[begin Dataset records]
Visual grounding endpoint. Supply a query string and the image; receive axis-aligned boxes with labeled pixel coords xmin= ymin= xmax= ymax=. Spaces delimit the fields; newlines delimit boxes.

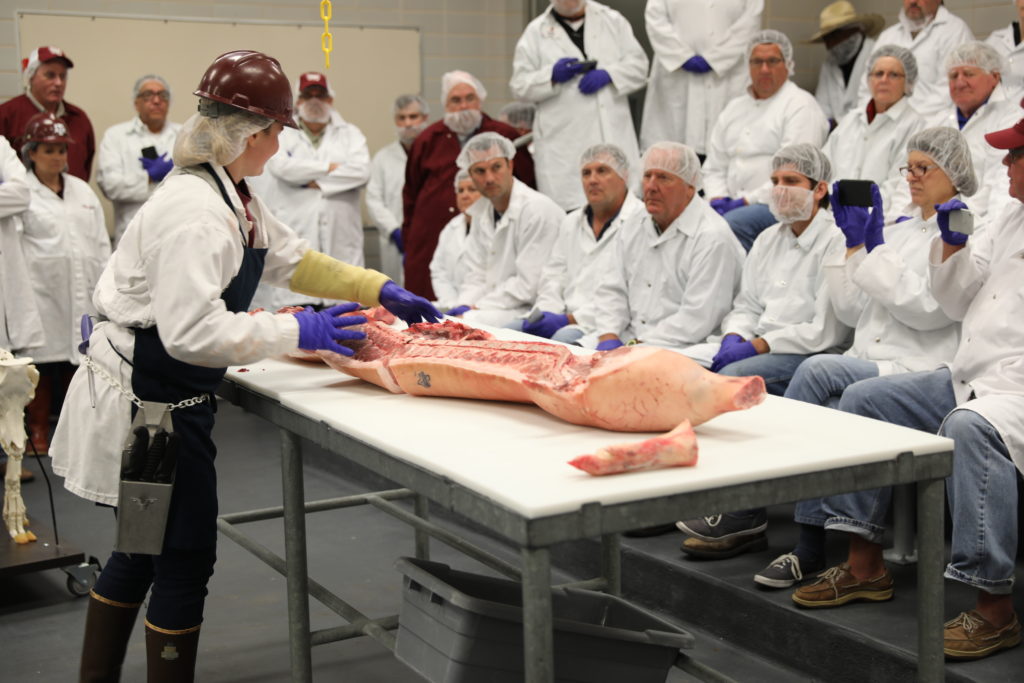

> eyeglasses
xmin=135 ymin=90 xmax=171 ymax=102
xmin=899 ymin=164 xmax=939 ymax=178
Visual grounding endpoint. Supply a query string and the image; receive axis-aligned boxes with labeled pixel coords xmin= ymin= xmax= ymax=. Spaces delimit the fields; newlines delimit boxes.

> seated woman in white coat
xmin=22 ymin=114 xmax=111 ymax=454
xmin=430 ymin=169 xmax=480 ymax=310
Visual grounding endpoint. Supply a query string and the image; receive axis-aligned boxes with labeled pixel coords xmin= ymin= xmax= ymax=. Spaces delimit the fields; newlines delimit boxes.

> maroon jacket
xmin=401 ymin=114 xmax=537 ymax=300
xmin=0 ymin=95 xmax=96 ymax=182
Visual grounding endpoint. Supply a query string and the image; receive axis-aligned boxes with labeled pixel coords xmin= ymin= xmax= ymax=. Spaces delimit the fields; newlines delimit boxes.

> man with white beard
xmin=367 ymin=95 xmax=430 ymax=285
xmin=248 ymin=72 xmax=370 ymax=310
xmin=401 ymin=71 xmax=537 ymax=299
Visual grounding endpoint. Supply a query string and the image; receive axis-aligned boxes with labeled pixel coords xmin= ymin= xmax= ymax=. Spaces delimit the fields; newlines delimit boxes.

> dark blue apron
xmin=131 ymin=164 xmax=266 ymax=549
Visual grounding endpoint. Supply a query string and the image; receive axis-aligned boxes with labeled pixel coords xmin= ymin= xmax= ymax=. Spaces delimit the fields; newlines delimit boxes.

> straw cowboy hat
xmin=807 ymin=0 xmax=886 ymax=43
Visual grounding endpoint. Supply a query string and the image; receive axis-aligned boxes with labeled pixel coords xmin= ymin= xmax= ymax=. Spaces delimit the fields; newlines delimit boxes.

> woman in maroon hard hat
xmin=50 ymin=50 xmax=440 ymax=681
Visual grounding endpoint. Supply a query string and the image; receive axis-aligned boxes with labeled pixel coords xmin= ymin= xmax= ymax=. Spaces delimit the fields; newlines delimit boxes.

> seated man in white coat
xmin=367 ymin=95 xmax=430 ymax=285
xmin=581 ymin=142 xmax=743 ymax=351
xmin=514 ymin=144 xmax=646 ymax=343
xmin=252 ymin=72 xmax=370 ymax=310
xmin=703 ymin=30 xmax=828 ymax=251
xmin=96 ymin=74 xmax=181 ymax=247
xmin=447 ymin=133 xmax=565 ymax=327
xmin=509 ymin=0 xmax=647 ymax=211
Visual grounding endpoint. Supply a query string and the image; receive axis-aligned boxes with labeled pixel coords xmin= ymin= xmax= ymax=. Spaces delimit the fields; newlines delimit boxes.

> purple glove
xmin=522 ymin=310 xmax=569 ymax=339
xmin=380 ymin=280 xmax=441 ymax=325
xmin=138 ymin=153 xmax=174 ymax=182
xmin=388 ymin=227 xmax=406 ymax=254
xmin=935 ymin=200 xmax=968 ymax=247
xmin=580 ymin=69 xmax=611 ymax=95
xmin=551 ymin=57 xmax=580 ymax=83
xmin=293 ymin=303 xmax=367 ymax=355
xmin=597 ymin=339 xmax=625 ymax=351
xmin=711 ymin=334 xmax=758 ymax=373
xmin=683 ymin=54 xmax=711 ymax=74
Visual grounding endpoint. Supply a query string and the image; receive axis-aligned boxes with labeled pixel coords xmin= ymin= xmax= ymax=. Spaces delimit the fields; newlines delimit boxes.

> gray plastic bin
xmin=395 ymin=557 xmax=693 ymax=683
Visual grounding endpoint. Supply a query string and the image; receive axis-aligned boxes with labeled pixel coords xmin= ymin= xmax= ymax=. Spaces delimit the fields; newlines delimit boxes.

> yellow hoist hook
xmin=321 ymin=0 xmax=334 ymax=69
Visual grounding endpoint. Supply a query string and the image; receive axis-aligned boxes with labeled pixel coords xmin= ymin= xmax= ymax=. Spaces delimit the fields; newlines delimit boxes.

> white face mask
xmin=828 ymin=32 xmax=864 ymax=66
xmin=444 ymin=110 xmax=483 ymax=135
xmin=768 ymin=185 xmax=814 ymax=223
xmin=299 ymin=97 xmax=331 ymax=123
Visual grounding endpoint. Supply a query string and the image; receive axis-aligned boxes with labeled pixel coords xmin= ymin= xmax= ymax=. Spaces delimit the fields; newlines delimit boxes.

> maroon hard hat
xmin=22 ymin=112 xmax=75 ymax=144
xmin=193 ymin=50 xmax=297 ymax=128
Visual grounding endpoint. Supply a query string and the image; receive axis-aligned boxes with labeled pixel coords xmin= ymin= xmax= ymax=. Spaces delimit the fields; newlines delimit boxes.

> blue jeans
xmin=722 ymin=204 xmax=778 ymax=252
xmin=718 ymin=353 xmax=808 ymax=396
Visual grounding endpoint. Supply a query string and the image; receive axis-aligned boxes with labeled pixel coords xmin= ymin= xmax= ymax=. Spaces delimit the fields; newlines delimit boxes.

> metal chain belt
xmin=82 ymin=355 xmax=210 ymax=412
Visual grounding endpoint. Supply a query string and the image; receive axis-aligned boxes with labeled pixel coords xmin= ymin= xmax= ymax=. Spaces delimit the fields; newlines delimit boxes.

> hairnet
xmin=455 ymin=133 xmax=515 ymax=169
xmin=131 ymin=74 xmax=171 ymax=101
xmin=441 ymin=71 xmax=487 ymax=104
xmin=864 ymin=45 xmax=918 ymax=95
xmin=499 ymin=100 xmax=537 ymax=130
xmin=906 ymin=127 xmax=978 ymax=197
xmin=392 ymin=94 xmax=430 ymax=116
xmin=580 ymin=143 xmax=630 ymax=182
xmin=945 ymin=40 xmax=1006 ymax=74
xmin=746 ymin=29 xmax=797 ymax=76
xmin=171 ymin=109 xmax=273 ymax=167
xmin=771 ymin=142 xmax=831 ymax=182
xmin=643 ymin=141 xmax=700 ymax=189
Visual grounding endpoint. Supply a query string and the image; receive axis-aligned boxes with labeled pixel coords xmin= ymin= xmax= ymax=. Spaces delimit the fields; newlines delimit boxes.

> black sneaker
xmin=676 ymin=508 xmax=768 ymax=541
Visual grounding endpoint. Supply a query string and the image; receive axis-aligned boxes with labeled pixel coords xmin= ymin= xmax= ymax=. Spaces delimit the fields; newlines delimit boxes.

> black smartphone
[end Dataset records]
Reproduce verbatim the part of the records that opens with their first line and closes with the line containing "xmin=899 ymin=164 xmax=939 ymax=178", with both of those lines included. Leave out any pictures.

> Reply
Visual grounding endpoint. Supply a query string and the image; receive axis-aligned boxes with labeled pixel coords xmin= ymin= xmax= ymax=. Spaces delimit the fields; newlines delimit boxes.


> eyeglasses
xmin=135 ymin=90 xmax=171 ymax=102
xmin=899 ymin=164 xmax=939 ymax=178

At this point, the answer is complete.